OBJECTIF DE LA TÂCHE.
Répondez à ces questions d'après l'extrait sur Gersdorff :
1. Quel genre d'officier Gersdorff fut-il ?
2. Pour quelles qualités Nietzsche admirait-il en lui le modèle de l'aristocrate ?
3. Comment Nietzsche se représentera-t-il plus tard l'humanité noble à venir ?

EXTRAIT.

-------

Je remarque bien, lui écrit Nietzsche, qu’il y a dans ta nature, très cher ami, quelque chose d’héroïque, qui voudrait se créer tout un monde de luttes et de peines[1].

Ces hobereaux d’Ost-Elbie, restés au total une race réaliste, vigoureuse et inculte, auront été réhabilités par de nobles échantillons d’humanité depuis Kleist. Gersdorff fut un de ces officiers cultivés et artistes. Nietzsche, son ami, en qui il avait confiance, s’étant fait schopenhauérien et wagnérien, il suivit Nietzsche avec une loyauté féodale. Il reconnaissait en lui le chef intellectuellement supérieur. Inversement, il fut pour Nietzsche le modèle de l’aristocrate, admiré pour l’aisance des manières, pour l’urbanité sans défaut et pour la sûreté du cœur. De la délicatesse greffée sur de la force, voilà comment Nietzsche, plus tard, se représentera l’humanité noble à venir. L’image de son ami Gersdorff flottera souvent dans sa mémoire quand il se demandera : Was ist vornehm ?

-------

DONNÉES ENREGISTRÉES.

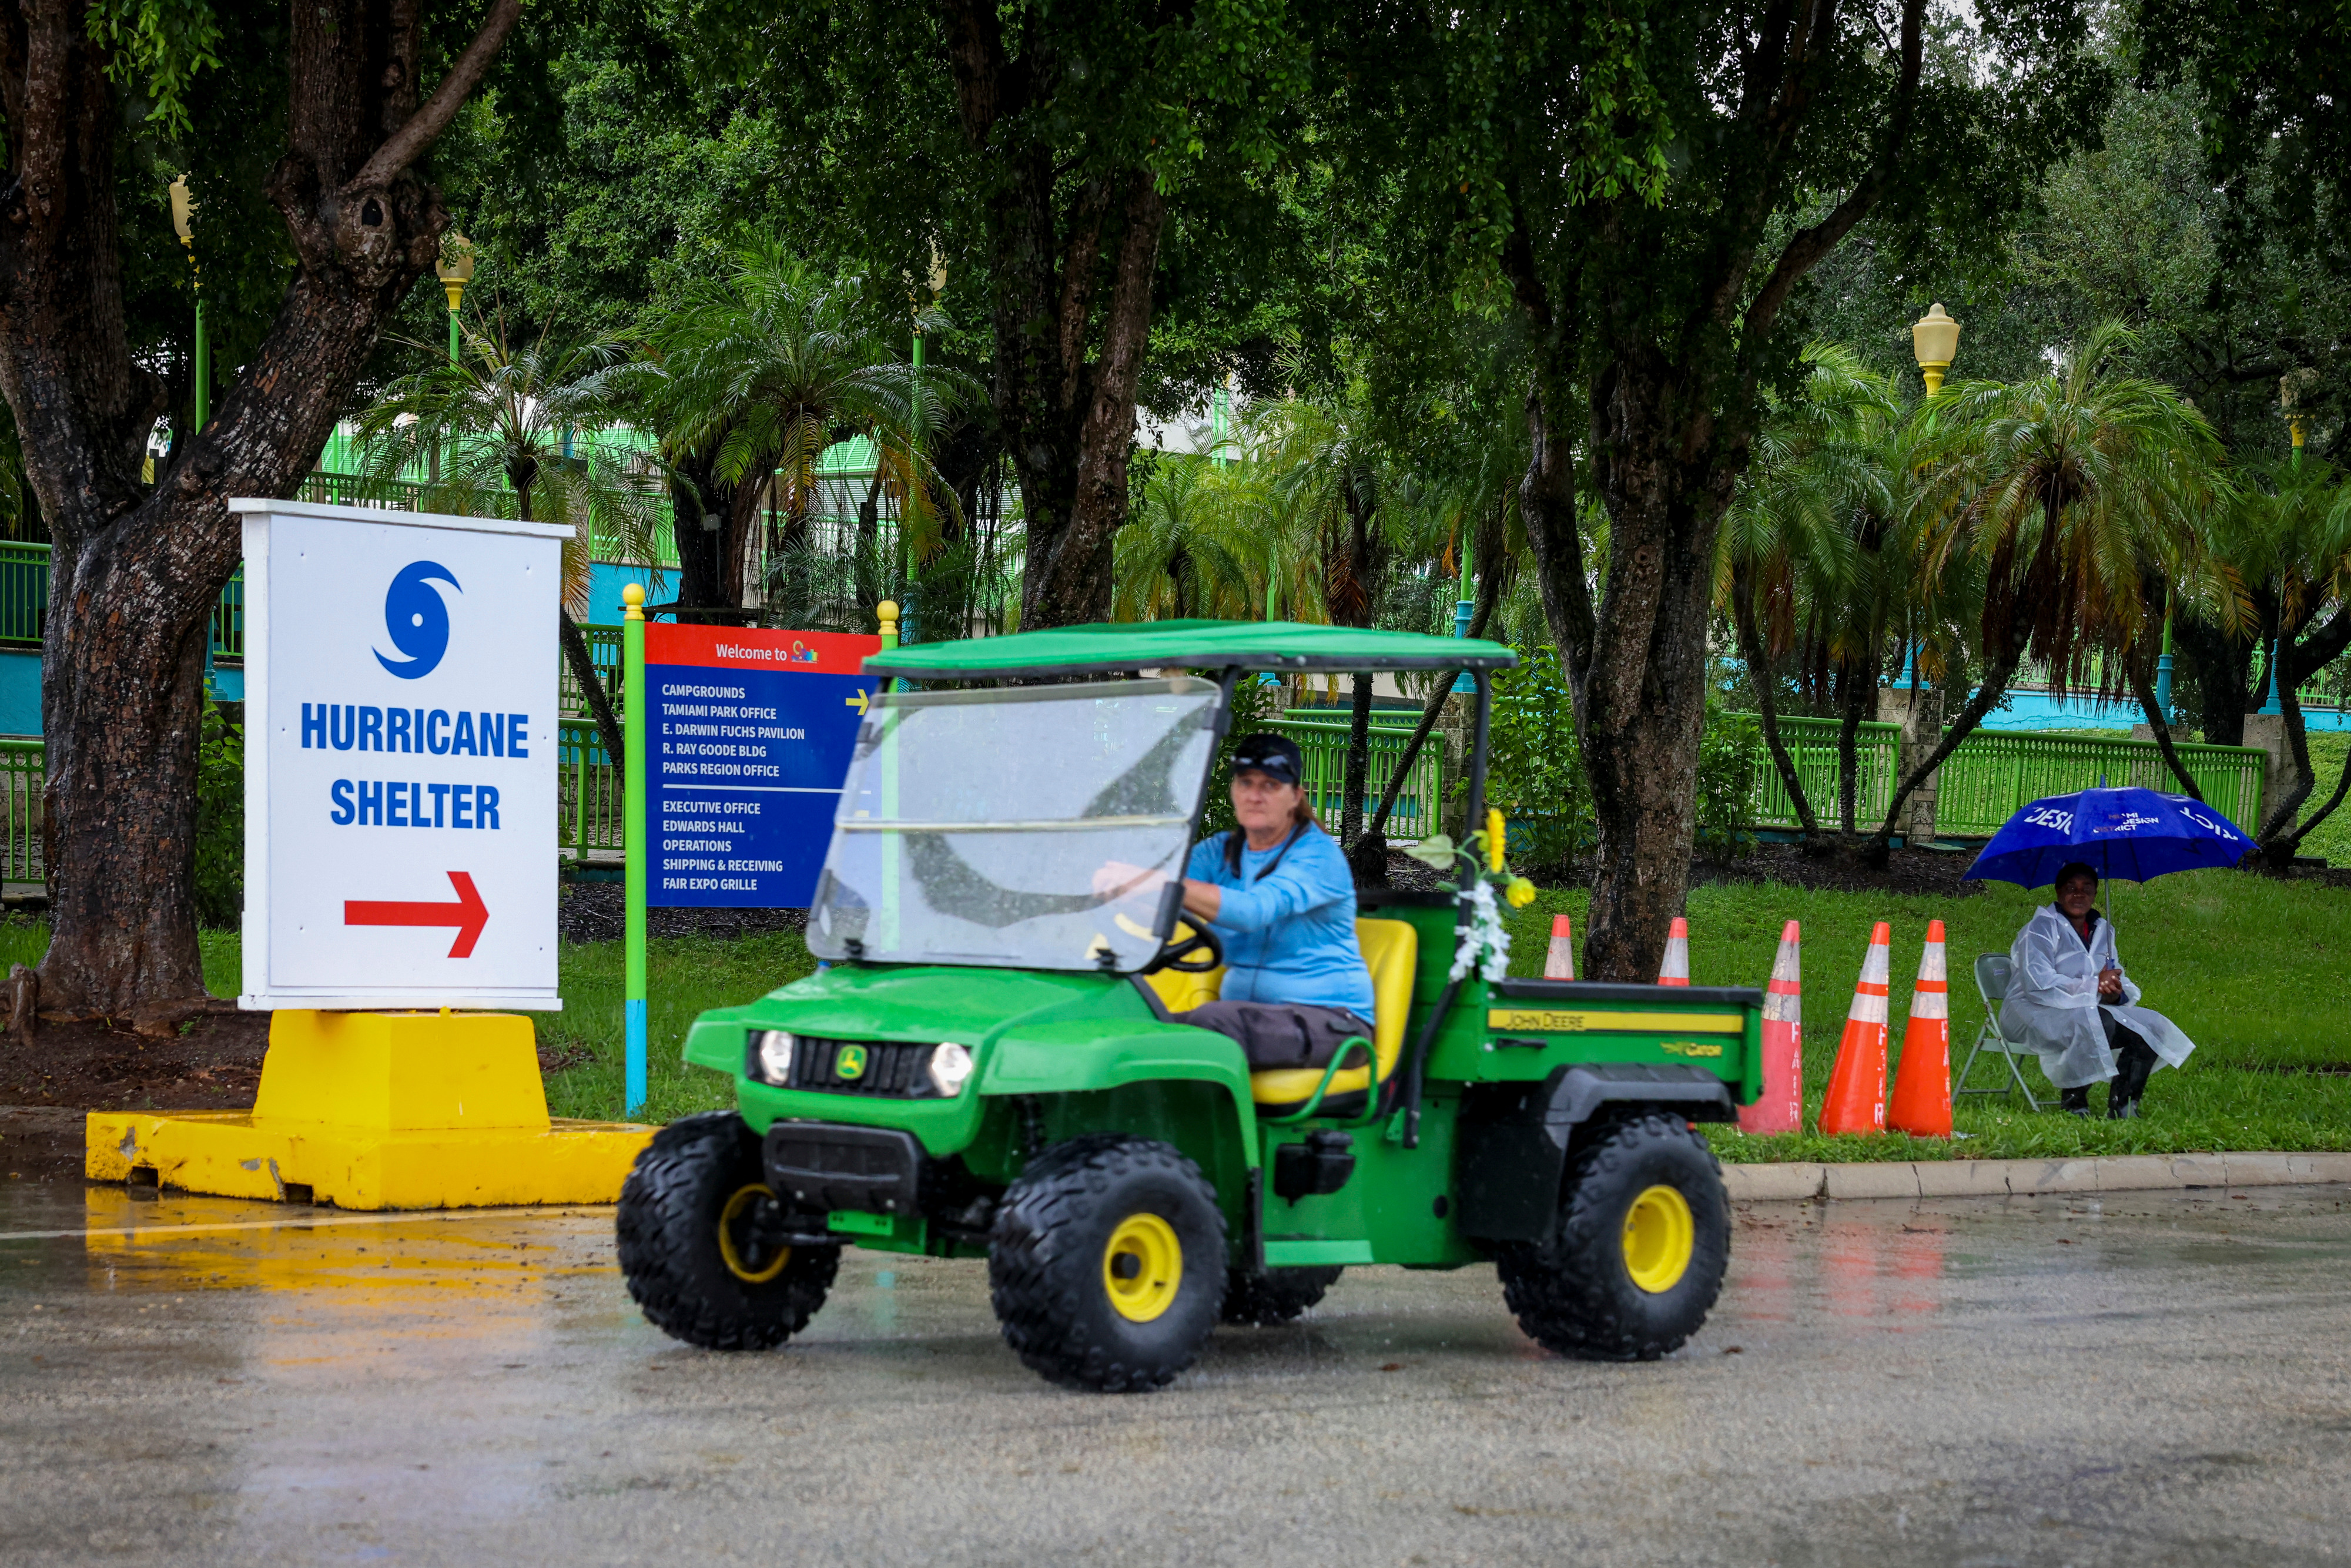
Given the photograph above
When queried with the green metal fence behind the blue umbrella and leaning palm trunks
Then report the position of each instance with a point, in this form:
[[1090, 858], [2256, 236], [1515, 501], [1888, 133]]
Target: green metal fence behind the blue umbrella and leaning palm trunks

-------

ZONE DE RÉPONSE.
1. Un officier cultivé et artiste.
2. Pour l'aisance des manières, l'urbanité sans défaut et la sûreté du cœur.
3. Comme de la délicatesse greffée sur de la force.